**TO DO:** The reply is to be an exact repetition of the entries that follow, with each picture left out.

Point localization data:
■ ■ ■ ■ ■ ■ ■

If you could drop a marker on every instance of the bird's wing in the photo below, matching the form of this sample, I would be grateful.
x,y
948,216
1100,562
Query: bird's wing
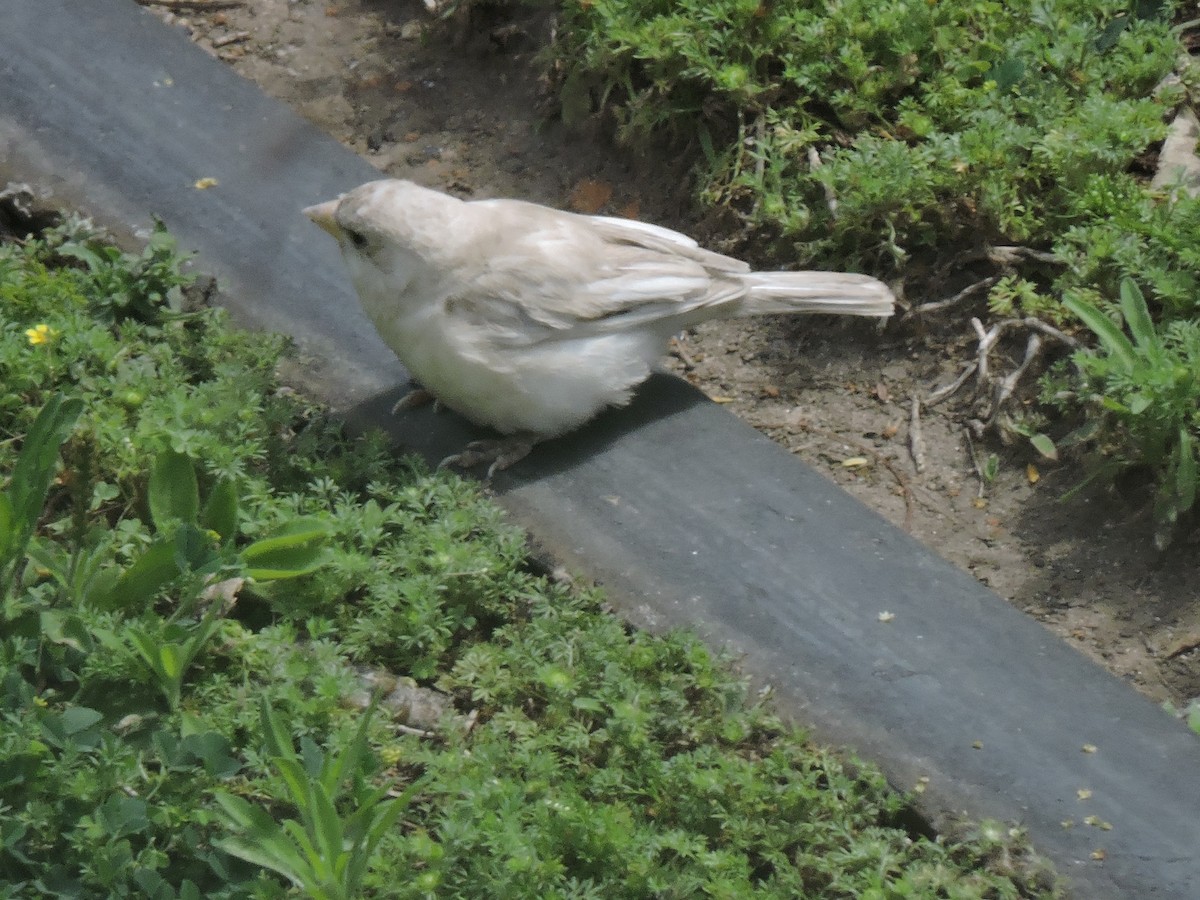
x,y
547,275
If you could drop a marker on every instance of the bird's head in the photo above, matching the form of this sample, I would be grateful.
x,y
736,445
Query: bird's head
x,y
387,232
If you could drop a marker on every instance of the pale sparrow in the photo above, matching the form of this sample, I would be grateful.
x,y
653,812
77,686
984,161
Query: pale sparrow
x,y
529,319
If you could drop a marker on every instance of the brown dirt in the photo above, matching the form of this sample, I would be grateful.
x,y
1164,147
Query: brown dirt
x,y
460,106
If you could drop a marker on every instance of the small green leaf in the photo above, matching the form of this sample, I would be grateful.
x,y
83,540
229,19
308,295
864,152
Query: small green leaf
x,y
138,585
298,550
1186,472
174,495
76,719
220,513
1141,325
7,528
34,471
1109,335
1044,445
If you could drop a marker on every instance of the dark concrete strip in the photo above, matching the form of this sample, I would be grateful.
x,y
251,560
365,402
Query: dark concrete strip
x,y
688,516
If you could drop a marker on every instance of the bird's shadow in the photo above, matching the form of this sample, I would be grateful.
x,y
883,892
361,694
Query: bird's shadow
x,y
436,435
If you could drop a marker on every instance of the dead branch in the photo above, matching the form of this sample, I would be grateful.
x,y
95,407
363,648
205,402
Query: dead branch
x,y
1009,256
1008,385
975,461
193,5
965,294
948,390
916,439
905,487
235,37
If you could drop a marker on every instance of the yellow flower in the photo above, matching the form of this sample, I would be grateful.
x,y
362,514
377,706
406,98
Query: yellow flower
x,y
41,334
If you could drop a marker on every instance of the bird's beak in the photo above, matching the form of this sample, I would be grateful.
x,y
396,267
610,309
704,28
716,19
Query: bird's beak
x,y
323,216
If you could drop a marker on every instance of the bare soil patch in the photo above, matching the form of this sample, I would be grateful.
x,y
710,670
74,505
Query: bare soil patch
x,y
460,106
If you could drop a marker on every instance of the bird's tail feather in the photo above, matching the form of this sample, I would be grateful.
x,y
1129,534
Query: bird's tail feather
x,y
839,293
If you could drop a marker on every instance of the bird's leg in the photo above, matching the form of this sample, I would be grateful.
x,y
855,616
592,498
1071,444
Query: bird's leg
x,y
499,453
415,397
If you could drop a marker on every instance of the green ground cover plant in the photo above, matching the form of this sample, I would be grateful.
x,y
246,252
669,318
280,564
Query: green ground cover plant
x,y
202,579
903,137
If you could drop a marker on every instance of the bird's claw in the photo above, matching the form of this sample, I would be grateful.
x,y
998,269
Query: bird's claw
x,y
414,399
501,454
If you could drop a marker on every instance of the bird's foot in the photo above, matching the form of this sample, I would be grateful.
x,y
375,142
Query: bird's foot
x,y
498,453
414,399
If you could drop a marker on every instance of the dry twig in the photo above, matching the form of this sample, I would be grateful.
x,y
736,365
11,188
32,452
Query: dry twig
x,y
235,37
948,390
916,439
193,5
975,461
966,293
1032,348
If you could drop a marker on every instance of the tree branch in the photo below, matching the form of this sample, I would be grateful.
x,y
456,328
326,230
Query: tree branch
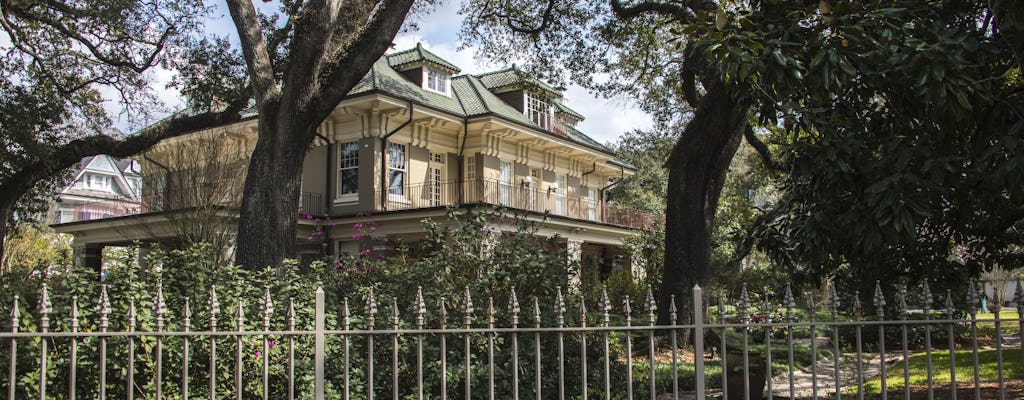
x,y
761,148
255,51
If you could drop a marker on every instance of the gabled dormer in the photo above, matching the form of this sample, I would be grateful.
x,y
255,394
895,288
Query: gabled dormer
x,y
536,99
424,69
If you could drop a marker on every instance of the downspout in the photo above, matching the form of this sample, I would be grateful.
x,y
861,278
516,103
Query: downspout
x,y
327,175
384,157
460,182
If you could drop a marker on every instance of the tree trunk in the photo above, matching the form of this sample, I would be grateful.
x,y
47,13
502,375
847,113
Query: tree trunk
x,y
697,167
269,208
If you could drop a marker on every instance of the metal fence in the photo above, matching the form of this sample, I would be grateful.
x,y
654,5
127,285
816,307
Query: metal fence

■ ■ ■ ■ ■ ■ ■

**ANSWER FOR THIS EXERCISE:**
If you could drop a marker on every instance of the bird's wing in the photo below, matching the form of this sample, I would be grateful.
x,y
948,216
1100,562
Query: bird's wing
x,y
547,275
If you could drop a marker on every instance of the bird's head in the photo above, matching the form of this sample, I would be grateful.
x,y
736,445
Query: bird's head
x,y
387,232
If you could drop a marker on every instance of the pale sparrow in the photo above, matching the form of this sample, I would be grateful.
x,y
653,812
77,686
984,161
Query: pale sparrow
x,y
529,319
If you could drop a marker on every instance of the brown dirt in the photo above, matching the form of this sample, I would be grateful.
x,y
1164,147
Query: brown dirt
x,y
460,106
If you could drop a marker on every instance of the small green leaf in the photo above, matching the form of this sample, I would be grateful.
x,y
83,540
229,19
308,295
864,152
Query: small green leaf
x,y
138,585
298,550
1186,472
174,495
76,719
220,513
1141,325
7,528
34,471
1109,335
1044,445
If you could drop a marker on every instance of the dark concrete strip in the photo above, matching the form of this sample, I would be grateful.
x,y
251,560
365,402
Query: dark concrete strip
x,y
688,516
If you could drop a marker on every instance of the bird's shadow in the photo above, matching the form of this sample, I would be grateful.
x,y
883,892
361,694
Query: bird's shadow
x,y
436,435
If you could drop a marker on every instance of the dead branch in the photo above, matching the form of this sample, I would be grateful.
x,y
95,407
363,648
205,402
Query: dead branch
x,y
1009,256
1008,385
975,461
193,5
965,294
948,390
916,439
905,487
235,37
If you could drop a marker on every instance of the yellow flower in the photo above, matching the form of this sample, I would be grateful.
x,y
362,514
377,706
406,98
Query: yellow flower
x,y
41,334
If you could drop a marker on every instance of the bird's beak in the photo above, matching the form of this sample, I would be grateful.
x,y
396,267
610,309
704,28
716,19
Query: bird's beak
x,y
323,216
If you could drop a marker on every instance of the bare soil patch in the photo above, matching the form of this sample, I would be grateful.
x,y
710,670
74,505
Query: bare soil patch
x,y
460,106
If you could drop a marker on every instance of the bird's tail feather in the photo above, matching the form of this sample, I would be grateful.
x,y
1129,534
Query: bird's tail feather
x,y
839,293
If you could drop a marker on every instance of the bird's leg in the photo above, matching the form of this sample, I would be grateful.
x,y
855,616
592,498
1071,444
Query: bird's leg
x,y
499,453
415,397
If you could drop a marker on every instance of the green ground cover plant in the photo above, matching the form of this sample, I would be grateful.
x,y
246,252
669,318
280,564
Query: green ground cover plant
x,y
202,579
903,137
If you could drop a marker on every instance of the bird's claw in the photo above, matching the form of this sample, I would be grateful.
x,y
998,269
Query: bird's claw
x,y
414,399
501,454
If you could drop a marker on every instance of the bird's foot in the photo above, matching the form of this sample, I would be grateful.
x,y
375,142
Query: bird's foot
x,y
498,453
414,399
If you could drop a marker on every instance of the dry twig in the photo above, matching the form of this sample, I would be grateful.
x,y
736,365
11,188
32,452
Query: dry twig
x,y
235,37
948,390
916,439
193,5
975,461
966,293
1032,348
If you could drop a marker on every instance of the tree branch in the photo below, matching the form of this sample, I would be grateful.
x,y
456,328
326,230
Query: tree branch
x,y
761,148
255,51
If you could drop a marker on every instance of the gabled dormer in the photo above, matching the form of this sample, I would be grateful.
x,y
255,394
895,288
Query: gabled dormer
x,y
536,99
424,69
If you could drop a marker on every instance of the downspout in the photo above, matching the form of this sample, I would be grateful.
x,y
861,278
516,103
Query: downspout
x,y
327,175
384,157
460,182
If you could drop a marker on every instance of the tree trunk in the photo above, matching the form of this sample, I would be grateful.
x,y
47,13
502,375
847,113
Query: tree trunk
x,y
697,167
269,208
If you could drop a marker on every instance of the metal fence in the photo above, matching the form of this sample, I would be grateful.
x,y
654,5
127,285
816,307
Query: metal fence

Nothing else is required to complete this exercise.